── Records for this task
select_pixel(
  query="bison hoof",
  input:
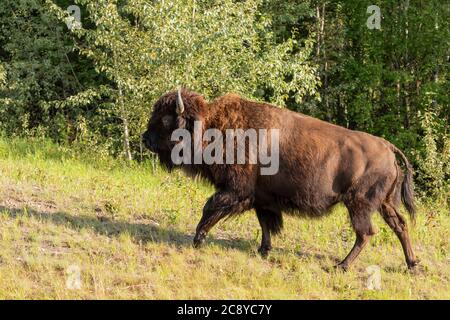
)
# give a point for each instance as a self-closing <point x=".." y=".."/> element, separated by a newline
<point x="264" y="251"/>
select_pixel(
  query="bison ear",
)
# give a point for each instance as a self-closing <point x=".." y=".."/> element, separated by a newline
<point x="180" y="103"/>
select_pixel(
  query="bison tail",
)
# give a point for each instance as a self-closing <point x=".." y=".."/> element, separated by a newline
<point x="407" y="191"/>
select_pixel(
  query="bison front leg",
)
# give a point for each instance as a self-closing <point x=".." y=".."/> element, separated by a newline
<point x="219" y="206"/>
<point x="271" y="222"/>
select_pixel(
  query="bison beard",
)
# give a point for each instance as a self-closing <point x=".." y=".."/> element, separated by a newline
<point x="320" y="165"/>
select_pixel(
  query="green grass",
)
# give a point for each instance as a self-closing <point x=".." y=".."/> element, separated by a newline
<point x="129" y="231"/>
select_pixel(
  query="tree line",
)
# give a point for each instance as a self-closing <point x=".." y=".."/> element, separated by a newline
<point x="92" y="82"/>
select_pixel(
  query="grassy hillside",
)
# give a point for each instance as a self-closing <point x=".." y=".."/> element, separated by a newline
<point x="128" y="230"/>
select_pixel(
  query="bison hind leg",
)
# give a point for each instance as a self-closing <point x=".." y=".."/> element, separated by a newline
<point x="271" y="222"/>
<point x="397" y="223"/>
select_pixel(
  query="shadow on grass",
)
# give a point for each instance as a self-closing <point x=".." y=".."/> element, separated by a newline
<point x="140" y="232"/>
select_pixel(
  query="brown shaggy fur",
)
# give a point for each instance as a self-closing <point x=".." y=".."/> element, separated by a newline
<point x="320" y="165"/>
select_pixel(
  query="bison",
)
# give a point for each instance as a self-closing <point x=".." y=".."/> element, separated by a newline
<point x="320" y="165"/>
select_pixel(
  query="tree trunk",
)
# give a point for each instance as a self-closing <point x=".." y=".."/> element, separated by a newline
<point x="126" y="134"/>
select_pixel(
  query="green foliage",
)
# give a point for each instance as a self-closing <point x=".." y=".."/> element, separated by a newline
<point x="434" y="159"/>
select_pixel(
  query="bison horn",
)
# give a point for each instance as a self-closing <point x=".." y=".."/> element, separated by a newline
<point x="180" y="104"/>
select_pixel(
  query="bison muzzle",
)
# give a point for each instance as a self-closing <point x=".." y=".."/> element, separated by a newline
<point x="320" y="165"/>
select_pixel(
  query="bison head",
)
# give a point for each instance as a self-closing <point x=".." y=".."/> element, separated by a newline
<point x="174" y="110"/>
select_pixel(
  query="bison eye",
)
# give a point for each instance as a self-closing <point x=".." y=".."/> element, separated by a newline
<point x="167" y="121"/>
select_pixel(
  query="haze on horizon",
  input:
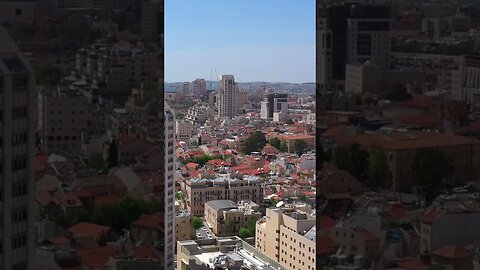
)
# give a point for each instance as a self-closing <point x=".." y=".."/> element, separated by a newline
<point x="257" y="41"/>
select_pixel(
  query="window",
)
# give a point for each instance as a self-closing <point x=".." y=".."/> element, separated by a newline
<point x="19" y="240"/>
<point x="19" y="112"/>
<point x="19" y="164"/>
<point x="19" y="83"/>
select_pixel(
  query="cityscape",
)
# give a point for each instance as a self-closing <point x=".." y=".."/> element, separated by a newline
<point x="273" y="134"/>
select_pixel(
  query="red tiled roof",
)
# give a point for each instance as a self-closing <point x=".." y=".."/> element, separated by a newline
<point x="420" y="101"/>
<point x="333" y="131"/>
<point x="59" y="240"/>
<point x="412" y="264"/>
<point x="367" y="235"/>
<point x="297" y="137"/>
<point x="85" y="229"/>
<point x="326" y="222"/>
<point x="154" y="221"/>
<point x="107" y="199"/>
<point x="96" y="258"/>
<point x="192" y="165"/>
<point x="143" y="252"/>
<point x="432" y="215"/>
<point x="453" y="252"/>
<point x="219" y="163"/>
<point x="325" y="245"/>
<point x="195" y="173"/>
<point x="404" y="140"/>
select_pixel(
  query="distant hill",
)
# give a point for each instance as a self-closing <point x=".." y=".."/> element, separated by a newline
<point x="255" y="86"/>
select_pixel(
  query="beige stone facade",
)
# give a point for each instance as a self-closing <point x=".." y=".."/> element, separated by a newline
<point x="289" y="236"/>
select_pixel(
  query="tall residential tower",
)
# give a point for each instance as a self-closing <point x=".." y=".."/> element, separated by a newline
<point x="227" y="97"/>
<point x="17" y="122"/>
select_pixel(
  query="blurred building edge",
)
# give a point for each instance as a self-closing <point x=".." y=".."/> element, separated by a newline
────
» Action item
Leaving the pictures out, transcribe the entries above exactly as written.

» Answer for this exercise
select_pixel(
  query="bison hoof",
  input:
)
# give a point for each instance as a self-closing <point x=".." y=".."/> element, separated by a newline
<point x="264" y="251"/>
select_pixel(
  query="bison ear",
)
# give a point for each instance as a self-closing <point x=".." y=".."/> element, separated by a newline
<point x="180" y="103"/>
select_pixel(
  query="bison tail",
)
# give a point for each instance as a self-closing <point x=".." y=".."/> element, separated by a newline
<point x="407" y="191"/>
select_pixel(
  query="bison front leg",
)
# give a point for each instance as a self-closing <point x=".." y=".."/> element, separated by a newline
<point x="219" y="206"/>
<point x="271" y="222"/>
select_pixel(
  query="bison beard",
)
# give a point for each instance as a self-closing <point x=".." y=".."/> element, separated by a newline
<point x="320" y="165"/>
select_pixel(
  query="green grass",
)
# give a point for each instance as a self-closing <point x=".." y=".."/> element, separated by a newline
<point x="129" y="231"/>
select_pixel(
  query="tree line",
)
# give a point for each instance as a self-closing <point x=".." y=".."/> element, separated by a newline
<point x="92" y="82"/>
select_pixel(
  query="grassy hillside",
)
# give a point for each instance as a self-closing <point x=".." y=".."/> element, separated by a newline
<point x="128" y="230"/>
select_pixel(
  query="bison hind leg",
)
# give a point for each instance as a self-closing <point x=".." y=".."/> element, separated by a newline
<point x="271" y="222"/>
<point x="397" y="223"/>
select_pixel(
  query="shadow on grass",
)
# give a point for each instance as a self-closing <point x=".." y=".."/> element, separated by a newline
<point x="140" y="232"/>
select_pixel(
  query="brown shaggy fur",
)
# give a point for each instance as a self-closing <point x=".." y=".."/> element, separated by a newline
<point x="320" y="165"/>
select_pixel(
  query="bison",
)
# give a point for each instance as a self-closing <point x=".." y=".."/> element, separated by a newline
<point x="320" y="165"/>
select_pixel(
  query="tree trunk",
)
# give a point for each instance as a self-closing <point x=".." y=".."/> element, separated by a newline
<point x="126" y="134"/>
select_pixel(
  query="green foliage",
)
# give a point for each instance as a self-closing <point x=".." y=".."/> element, separated by a newline
<point x="434" y="159"/>
select_pixel(
  query="bison horn",
)
# give a point for each instance as a self-closing <point x=".." y=".."/> element, separated by a newline
<point x="180" y="104"/>
select_pixel(
  query="bison muzzle",
)
# give a point for each instance as a self-closing <point x=".." y=".."/> element, separated by a newline
<point x="320" y="165"/>
select_pixel(
  query="bison head",
)
# give a point for each instance as a self-closing <point x=".." y=".."/> element, separated by a newline
<point x="174" y="110"/>
select_pixel(
  query="bison eye",
)
# give a point for each instance as a self-closing <point x=".." y=".."/> element, separated by a newline
<point x="167" y="121"/>
select_pixel(
  query="haze on horizon",
  input:
)
# give a point for each instance as a self-closing <point x=".." y=".."/> element, separated by a newline
<point x="257" y="41"/>
select_pixel(
  query="window",
)
# give a point for each instance as a self-closing <point x=".." y=".."/> element, separated by a newline
<point x="19" y="240"/>
<point x="19" y="112"/>
<point x="19" y="164"/>
<point x="19" y="83"/>
select_pixel(
  query="cityscape",
)
# give a point for each instance as a self-closing <point x=".." y=".."/> element, separated by a newline
<point x="273" y="134"/>
select_pixel(
  query="red tiled roof",
)
# give a point for each instance as a self-closing <point x=".." y=".."/> element, separated by a newline
<point x="420" y="101"/>
<point x="333" y="131"/>
<point x="59" y="240"/>
<point x="412" y="264"/>
<point x="367" y="235"/>
<point x="297" y="137"/>
<point x="85" y="229"/>
<point x="326" y="222"/>
<point x="154" y="221"/>
<point x="107" y="199"/>
<point x="96" y="258"/>
<point x="192" y="165"/>
<point x="143" y="252"/>
<point x="432" y="215"/>
<point x="453" y="252"/>
<point x="219" y="163"/>
<point x="325" y="245"/>
<point x="195" y="173"/>
<point x="404" y="140"/>
select_pixel(
  query="distant hill",
)
# give a point for each instance as a self-closing <point x=".." y=".."/> element, separated by a newline
<point x="255" y="86"/>
select_pixel(
  query="beige stone facade",
)
# give a point for each instance as a self-closing <point x=".." y=".."/> element, separated by a newline
<point x="289" y="236"/>
select_pixel(
  query="tall residential tower",
)
# give a point for each instance as a self-closing <point x=".." y=".."/> element, separated by a newline
<point x="227" y="97"/>
<point x="17" y="122"/>
select_pixel(
  query="blurred building edge",
)
# give a point for each instance as a self-closing <point x=".." y=".."/> element, separated by a newline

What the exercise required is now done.